[Position annotation records]

====

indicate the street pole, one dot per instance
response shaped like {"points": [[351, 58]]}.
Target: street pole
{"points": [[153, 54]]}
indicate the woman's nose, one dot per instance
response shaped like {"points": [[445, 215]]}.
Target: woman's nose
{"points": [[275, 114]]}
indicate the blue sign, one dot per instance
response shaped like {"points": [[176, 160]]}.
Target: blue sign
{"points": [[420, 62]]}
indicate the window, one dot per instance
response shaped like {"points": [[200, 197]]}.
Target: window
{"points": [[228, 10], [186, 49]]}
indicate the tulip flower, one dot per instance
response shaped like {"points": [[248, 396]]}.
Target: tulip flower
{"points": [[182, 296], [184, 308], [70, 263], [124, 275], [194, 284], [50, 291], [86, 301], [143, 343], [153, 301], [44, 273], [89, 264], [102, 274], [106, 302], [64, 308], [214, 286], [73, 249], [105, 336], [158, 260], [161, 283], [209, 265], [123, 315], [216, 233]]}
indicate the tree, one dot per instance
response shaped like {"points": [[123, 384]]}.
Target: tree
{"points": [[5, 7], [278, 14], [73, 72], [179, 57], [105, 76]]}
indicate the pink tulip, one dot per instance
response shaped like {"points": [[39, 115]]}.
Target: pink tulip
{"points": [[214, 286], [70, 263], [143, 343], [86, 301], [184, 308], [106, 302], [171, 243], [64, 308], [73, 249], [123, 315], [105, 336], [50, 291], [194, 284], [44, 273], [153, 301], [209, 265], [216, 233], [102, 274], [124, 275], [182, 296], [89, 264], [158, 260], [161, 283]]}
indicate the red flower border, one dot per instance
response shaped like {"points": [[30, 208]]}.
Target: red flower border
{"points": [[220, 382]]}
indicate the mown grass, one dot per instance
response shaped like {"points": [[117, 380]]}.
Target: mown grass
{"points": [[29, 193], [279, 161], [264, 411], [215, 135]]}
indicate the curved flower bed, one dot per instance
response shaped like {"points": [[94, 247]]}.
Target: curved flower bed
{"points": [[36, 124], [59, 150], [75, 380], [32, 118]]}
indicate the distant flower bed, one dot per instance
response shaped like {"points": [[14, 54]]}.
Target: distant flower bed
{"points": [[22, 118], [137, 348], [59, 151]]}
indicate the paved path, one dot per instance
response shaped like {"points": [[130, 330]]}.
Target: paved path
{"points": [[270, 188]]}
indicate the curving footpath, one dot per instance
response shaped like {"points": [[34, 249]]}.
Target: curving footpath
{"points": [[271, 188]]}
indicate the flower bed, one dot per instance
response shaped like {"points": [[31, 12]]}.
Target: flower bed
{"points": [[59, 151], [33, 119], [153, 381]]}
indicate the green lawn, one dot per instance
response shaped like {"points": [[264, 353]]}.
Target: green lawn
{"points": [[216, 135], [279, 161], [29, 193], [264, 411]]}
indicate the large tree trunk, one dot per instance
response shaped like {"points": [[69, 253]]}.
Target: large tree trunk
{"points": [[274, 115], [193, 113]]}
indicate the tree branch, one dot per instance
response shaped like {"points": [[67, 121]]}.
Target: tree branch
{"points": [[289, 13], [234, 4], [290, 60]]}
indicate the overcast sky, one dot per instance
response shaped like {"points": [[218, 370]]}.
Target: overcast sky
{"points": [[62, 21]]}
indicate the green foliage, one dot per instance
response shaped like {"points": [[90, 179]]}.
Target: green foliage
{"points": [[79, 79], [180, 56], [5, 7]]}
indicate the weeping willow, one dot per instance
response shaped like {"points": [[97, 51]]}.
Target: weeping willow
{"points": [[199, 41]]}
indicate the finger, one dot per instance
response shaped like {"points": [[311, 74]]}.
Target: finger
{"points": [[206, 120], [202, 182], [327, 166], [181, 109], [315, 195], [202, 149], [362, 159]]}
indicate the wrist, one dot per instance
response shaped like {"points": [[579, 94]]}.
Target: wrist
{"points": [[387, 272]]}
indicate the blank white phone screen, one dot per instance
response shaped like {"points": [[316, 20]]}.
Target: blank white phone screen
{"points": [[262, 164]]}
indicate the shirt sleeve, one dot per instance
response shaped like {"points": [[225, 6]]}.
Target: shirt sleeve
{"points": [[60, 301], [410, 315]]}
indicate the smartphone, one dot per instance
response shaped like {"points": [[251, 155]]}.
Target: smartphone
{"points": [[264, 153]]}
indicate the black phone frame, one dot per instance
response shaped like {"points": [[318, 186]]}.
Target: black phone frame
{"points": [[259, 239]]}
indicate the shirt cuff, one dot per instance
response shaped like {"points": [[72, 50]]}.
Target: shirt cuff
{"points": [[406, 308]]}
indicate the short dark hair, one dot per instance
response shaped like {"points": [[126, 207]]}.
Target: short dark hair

====

> GOAL
Format the lines above as a numbered list, leaving out any blank lines.

> ANSWER TO THE EXERCISE
1. indicate the street pole, one dot per instance
2. response shaped like {"points": [[351, 58]]}.
3. Target: street pole
4. {"points": [[153, 54]]}
5. indicate the woman's nose, one dot per instance
6. response shaped like {"points": [[445, 215]]}.
7. Target: woman's nose
8. {"points": [[275, 114]]}
9. indicate the blue sign, one dot per instance
10. response shaped like {"points": [[176, 160]]}.
11. Target: blue sign
12. {"points": [[420, 62]]}
13. indicate the window, one dot per instance
14. response shaped like {"points": [[200, 197]]}.
15. Target: window
16. {"points": [[228, 10], [186, 49]]}
17. indicate the tulip flower, one dot per instance
18. response shaped like {"points": [[248, 396]]}.
19. Target: tulip flower
20. {"points": [[182, 296], [184, 308], [70, 263], [124, 275], [194, 284], [50, 291], [86, 301], [143, 343], [153, 301], [44, 273], [89, 264], [102, 274], [106, 302], [64, 308], [214, 286], [73, 249], [105, 336], [158, 260], [161, 283], [209, 265], [123, 315], [216, 233]]}
21. indicate the tree, one dot per instance
22. response shaped like {"points": [[123, 384]]}.
23. Target: tree
24. {"points": [[5, 7], [278, 14], [73, 72], [179, 57], [105, 76]]}
25. indicate the pink tulip, one dot per instance
26. response shaped like {"points": [[39, 115]]}.
27. Target: pink tulip
28. {"points": [[214, 286], [70, 263], [143, 343], [86, 301], [184, 308], [106, 302], [171, 243], [64, 308], [73, 249], [123, 315], [105, 336], [50, 291], [194, 284], [44, 273], [153, 301], [209, 265], [216, 233], [102, 274], [124, 275], [182, 296], [89, 264], [158, 260], [161, 283]]}
29. indicate the red flower border, one dot per instance
30. response shaped like {"points": [[30, 208]]}.
31. Target: red flower border
32. {"points": [[220, 382]]}
33. indicate the mown grass, one dot per instance
34. response shaped like {"points": [[117, 380]]}.
35. Target: mown grass
36. {"points": [[29, 193], [279, 161], [264, 411], [215, 135]]}
37. indicate the curved flower bed, one dot per instance
38. response shaped like {"points": [[94, 247]]}.
39. Target: curved flower bed
40. {"points": [[36, 124], [59, 150], [75, 380], [32, 118]]}
41. indicate the distant flower bed, one dot per instance
42. response shaped like {"points": [[14, 54]]}.
43. Target: distant flower bed
44. {"points": [[22, 118], [137, 348], [59, 151]]}
45. indicate the paved path, one dot per instance
46. response shaped like {"points": [[130, 330]]}.
47. Target: paved path
48. {"points": [[270, 188]]}
49. indicate the curving footpath, one dot per instance
50. response shaped like {"points": [[34, 249]]}.
51. Target: curving footpath
52. {"points": [[271, 188]]}
53. indicate the flower bed, one dot per instance
54. response shaped like {"points": [[31, 12]]}.
55. Target: flower bed
56. {"points": [[59, 151], [33, 119], [153, 381]]}
57. indicate the green lawn, one dot per instance
58. response shaped like {"points": [[264, 353]]}.
59. Target: green lawn
60. {"points": [[216, 135], [279, 161], [29, 193], [264, 411]]}
61. indicate the large tree trunk, one dot per instance
62. response shaped like {"points": [[69, 253]]}.
63. Target: large tree trunk
64. {"points": [[274, 115], [193, 113]]}
65. indicate the tree branch, one dot per instance
66. response shaped like {"points": [[67, 121]]}.
67. Target: tree branch
68. {"points": [[289, 13], [234, 4], [290, 60]]}
69. indicate the overcast sky, one dot per instance
70. response shaped like {"points": [[218, 370]]}.
71. Target: overcast sky
72. {"points": [[62, 21]]}
73. indicate the green foliage, one dot per instance
74. response shaped like {"points": [[90, 179]]}.
75. Target: green foliage
76. {"points": [[79, 79], [180, 56], [5, 7]]}
77. indicate the weeping willow, one dot per instance
78. response shaped like {"points": [[97, 51]]}.
79. Target: weeping willow
80. {"points": [[199, 41]]}
81. indicate the finger, one dot per instance
82. response shaped like {"points": [[311, 74]]}.
83. Target: finger
84. {"points": [[206, 120], [202, 182], [327, 166], [181, 109], [315, 195], [202, 149], [362, 159]]}
85. indicate the wrist, one dot per instance
86. response shaped like {"points": [[579, 94]]}.
87. Target: wrist
88. {"points": [[387, 272]]}
89. indicate the blank white phone screen, one dot per instance
90. response shaped like {"points": [[316, 20]]}.
91. Target: blank white phone screen
92. {"points": [[262, 164]]}
93. indicate the shirt sleeve, one dot per instance
94. response shaped like {"points": [[225, 6]]}.
95. Target: shirt sleeve
96. {"points": [[60, 301], [410, 315]]}
97. indicate the smartphone, one dot per instance
98. response shaped like {"points": [[251, 155]]}.
99. Target: smartphone
100. {"points": [[264, 153]]}
101. indicate the black phone frame, one dot per instance
102. response shaped like {"points": [[318, 186]]}.
103. Target: black phone frame
104. {"points": [[259, 239]]}
105. indicate the shirt cuff, one dot per instance
106. response shaped like {"points": [[72, 50]]}.
107. Target: shirt cuff
108. {"points": [[406, 308]]}
109. indicate the short dark hair, one dot per instance
110. response shaped like {"points": [[126, 207]]}.
111. Target: short dark hair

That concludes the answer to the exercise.